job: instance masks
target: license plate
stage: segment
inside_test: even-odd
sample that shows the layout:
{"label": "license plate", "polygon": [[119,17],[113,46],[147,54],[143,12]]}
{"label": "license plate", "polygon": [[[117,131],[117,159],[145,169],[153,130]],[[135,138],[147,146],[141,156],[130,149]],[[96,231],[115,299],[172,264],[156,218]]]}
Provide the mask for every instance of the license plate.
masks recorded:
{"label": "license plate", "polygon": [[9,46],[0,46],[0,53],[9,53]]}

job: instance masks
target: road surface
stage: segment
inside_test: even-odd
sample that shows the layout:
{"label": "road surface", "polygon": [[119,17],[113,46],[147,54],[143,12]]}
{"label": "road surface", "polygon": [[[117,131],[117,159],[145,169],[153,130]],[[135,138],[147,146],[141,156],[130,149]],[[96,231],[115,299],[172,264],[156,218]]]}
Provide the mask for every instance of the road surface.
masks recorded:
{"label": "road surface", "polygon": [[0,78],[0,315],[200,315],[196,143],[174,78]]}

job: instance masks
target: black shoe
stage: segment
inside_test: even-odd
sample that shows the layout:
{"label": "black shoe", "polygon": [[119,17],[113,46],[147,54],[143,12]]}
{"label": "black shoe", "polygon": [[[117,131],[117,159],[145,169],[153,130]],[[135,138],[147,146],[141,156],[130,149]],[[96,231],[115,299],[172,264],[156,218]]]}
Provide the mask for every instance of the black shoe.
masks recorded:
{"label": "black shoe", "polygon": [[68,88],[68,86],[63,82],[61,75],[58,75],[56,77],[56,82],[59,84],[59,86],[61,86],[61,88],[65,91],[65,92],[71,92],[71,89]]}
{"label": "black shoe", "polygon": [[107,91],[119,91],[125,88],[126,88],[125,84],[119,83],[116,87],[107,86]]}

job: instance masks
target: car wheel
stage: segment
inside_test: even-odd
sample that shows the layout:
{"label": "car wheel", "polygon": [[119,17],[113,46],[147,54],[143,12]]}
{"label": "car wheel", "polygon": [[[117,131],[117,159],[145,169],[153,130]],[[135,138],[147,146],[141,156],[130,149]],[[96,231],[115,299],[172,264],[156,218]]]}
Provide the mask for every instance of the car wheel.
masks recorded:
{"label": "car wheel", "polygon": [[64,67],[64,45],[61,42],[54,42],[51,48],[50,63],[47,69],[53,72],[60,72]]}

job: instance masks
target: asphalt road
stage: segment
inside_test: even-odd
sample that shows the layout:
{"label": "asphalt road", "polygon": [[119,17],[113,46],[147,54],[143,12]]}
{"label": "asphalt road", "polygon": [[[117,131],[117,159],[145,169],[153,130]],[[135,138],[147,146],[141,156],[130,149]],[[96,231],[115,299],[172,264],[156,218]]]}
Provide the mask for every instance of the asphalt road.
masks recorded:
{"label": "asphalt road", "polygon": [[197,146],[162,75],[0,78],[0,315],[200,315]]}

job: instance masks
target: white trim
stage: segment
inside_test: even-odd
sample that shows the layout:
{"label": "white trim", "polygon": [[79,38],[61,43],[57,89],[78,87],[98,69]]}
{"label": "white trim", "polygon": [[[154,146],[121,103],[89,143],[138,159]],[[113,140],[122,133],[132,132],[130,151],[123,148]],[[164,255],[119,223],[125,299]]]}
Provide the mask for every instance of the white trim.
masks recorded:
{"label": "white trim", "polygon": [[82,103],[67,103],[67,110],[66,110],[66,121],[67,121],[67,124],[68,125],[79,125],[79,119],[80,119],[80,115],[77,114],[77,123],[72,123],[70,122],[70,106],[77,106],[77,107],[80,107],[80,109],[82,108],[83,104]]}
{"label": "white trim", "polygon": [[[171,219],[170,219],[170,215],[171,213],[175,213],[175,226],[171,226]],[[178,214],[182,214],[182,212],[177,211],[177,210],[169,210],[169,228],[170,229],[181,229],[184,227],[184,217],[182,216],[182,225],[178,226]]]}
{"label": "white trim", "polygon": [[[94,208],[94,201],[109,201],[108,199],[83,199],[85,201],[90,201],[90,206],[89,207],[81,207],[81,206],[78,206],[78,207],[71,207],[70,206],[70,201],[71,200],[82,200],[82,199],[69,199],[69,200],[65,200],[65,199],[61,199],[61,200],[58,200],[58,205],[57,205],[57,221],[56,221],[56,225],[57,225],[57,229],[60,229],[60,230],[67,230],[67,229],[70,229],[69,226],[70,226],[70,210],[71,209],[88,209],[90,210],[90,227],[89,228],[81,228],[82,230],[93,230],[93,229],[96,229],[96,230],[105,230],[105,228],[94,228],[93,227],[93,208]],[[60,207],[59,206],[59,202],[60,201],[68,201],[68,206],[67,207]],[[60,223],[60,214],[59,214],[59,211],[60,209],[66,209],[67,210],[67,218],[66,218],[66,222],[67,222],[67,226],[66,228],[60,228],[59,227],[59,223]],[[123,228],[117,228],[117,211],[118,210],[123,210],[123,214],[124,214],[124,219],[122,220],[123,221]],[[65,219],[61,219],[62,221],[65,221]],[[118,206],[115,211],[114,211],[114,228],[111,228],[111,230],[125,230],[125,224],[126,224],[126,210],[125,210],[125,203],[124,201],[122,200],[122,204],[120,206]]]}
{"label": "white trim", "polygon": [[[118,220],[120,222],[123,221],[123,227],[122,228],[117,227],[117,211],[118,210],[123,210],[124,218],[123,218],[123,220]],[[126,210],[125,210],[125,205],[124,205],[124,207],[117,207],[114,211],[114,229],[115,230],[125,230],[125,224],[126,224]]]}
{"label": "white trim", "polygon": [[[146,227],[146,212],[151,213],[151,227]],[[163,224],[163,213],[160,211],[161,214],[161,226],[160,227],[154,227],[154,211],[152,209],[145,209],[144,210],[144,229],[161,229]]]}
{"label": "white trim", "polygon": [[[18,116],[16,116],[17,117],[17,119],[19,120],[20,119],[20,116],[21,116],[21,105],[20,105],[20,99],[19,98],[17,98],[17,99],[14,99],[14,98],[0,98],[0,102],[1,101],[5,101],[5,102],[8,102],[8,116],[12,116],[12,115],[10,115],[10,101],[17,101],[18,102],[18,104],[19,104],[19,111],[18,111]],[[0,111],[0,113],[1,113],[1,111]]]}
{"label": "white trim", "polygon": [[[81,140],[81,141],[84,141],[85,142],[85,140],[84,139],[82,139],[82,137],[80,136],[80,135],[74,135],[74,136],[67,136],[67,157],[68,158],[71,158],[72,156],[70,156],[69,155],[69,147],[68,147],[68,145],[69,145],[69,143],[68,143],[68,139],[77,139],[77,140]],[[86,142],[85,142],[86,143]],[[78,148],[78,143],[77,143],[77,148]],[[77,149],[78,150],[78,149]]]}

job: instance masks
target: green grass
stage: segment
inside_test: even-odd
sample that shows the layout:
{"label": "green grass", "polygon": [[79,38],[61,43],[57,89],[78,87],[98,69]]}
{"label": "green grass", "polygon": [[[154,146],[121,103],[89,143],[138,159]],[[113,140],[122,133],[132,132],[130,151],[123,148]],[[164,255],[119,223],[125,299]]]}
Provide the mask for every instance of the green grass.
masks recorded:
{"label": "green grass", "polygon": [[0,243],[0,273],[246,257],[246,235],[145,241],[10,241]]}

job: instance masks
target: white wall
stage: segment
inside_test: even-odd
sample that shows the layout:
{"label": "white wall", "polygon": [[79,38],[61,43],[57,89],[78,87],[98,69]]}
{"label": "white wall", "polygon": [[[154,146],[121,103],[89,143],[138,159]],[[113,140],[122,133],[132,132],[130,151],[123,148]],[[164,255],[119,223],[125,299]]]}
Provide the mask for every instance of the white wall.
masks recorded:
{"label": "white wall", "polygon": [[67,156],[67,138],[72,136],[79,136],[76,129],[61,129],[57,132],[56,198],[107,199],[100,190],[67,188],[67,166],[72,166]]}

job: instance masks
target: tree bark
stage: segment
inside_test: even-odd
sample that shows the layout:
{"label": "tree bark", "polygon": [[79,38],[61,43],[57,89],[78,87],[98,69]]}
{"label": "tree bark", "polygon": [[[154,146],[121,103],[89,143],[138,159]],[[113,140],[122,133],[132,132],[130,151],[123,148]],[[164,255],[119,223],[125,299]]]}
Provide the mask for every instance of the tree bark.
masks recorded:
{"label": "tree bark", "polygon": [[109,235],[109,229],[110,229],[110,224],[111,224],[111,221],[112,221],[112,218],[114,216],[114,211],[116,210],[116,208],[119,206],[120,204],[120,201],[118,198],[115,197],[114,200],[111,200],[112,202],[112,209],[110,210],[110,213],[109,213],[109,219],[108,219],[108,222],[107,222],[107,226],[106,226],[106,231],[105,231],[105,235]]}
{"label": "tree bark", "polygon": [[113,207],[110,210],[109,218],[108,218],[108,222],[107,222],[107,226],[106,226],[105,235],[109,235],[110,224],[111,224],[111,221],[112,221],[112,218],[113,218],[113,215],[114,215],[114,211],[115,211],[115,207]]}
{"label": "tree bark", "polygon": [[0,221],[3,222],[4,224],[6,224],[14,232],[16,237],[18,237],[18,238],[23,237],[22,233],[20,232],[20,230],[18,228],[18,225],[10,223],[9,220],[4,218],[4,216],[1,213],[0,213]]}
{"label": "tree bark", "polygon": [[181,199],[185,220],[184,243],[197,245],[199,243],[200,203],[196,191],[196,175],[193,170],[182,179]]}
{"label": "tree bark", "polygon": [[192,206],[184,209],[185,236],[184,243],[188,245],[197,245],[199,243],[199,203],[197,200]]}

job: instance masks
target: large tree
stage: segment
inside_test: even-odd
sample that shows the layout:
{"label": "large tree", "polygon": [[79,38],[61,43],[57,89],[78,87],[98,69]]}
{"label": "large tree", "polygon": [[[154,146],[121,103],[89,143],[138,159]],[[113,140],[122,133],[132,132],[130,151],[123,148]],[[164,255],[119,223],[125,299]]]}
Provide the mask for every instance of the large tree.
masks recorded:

◆ ◆ ◆ ◆

(Task directions)
All lines above from the one with "target: tree bark" to the one with "Provide the mask for every instance of the tree", inclusive, should be copied exactly, and no other lines.

(Reply)
target: tree bark
stage: segment
inside_test: even-odd
sample that shows the layout:
{"label": "tree bark", "polygon": [[79,38],[61,43],[57,89],[78,87],[98,69]]}
{"label": "tree bark", "polygon": [[[154,146],[121,103],[89,143],[138,159]],[[113,140],[122,133],[132,132],[130,151],[123,148]],[[164,255],[119,223],[125,299]]]}
Provide the mask for every instance of the tree bark.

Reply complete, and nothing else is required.